# [Assigned task]
Pictures aside, copy every record word for word.

Natural-language object grounding data:
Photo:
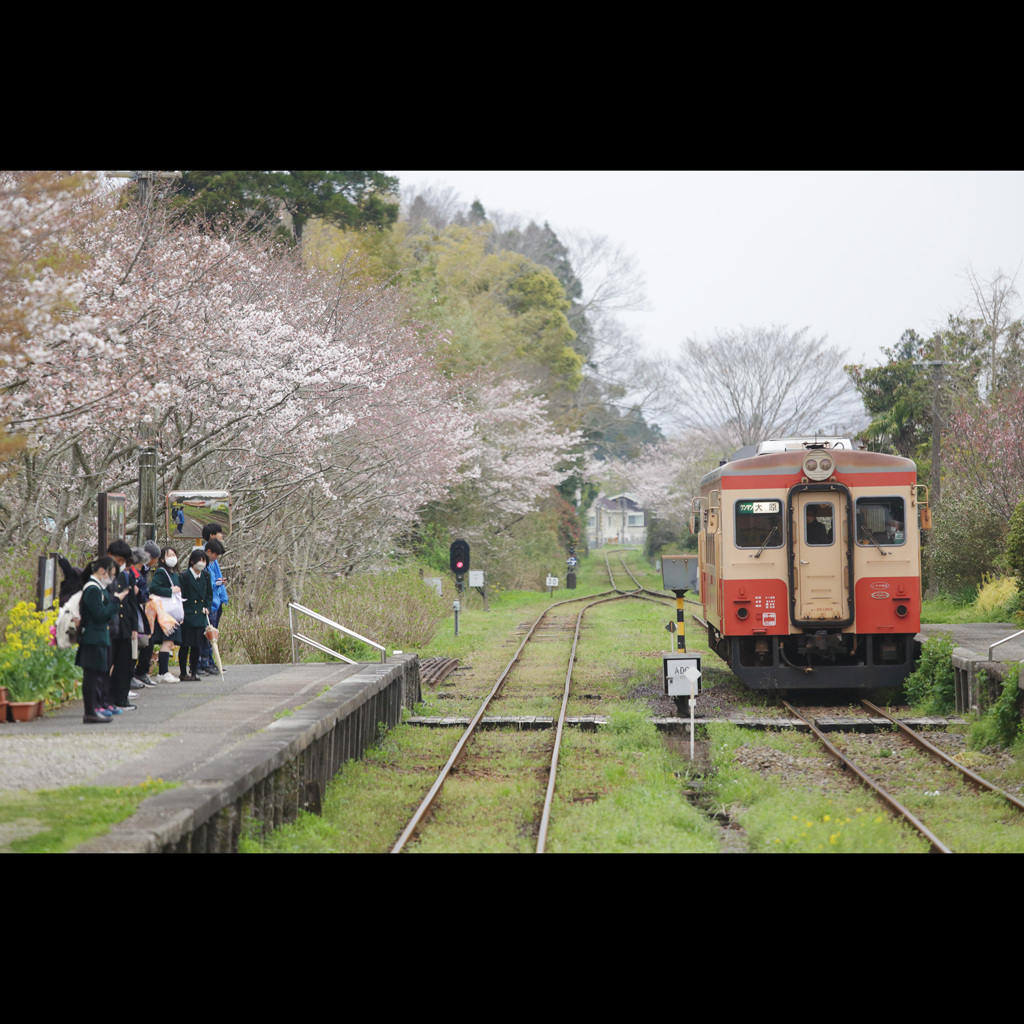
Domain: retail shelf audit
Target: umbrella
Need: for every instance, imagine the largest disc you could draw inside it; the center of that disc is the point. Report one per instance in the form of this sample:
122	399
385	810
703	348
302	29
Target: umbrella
212	633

# [Task result]
Photo:
Domain: retail shelf audit
Target: umbrella
Need: for every instance, imagine the largest disc you could draw inside it; the center of that disc is the point. Report one per instance in the form of this sample:
122	399
385	810
703	348
302	29
Target: umbrella
212	633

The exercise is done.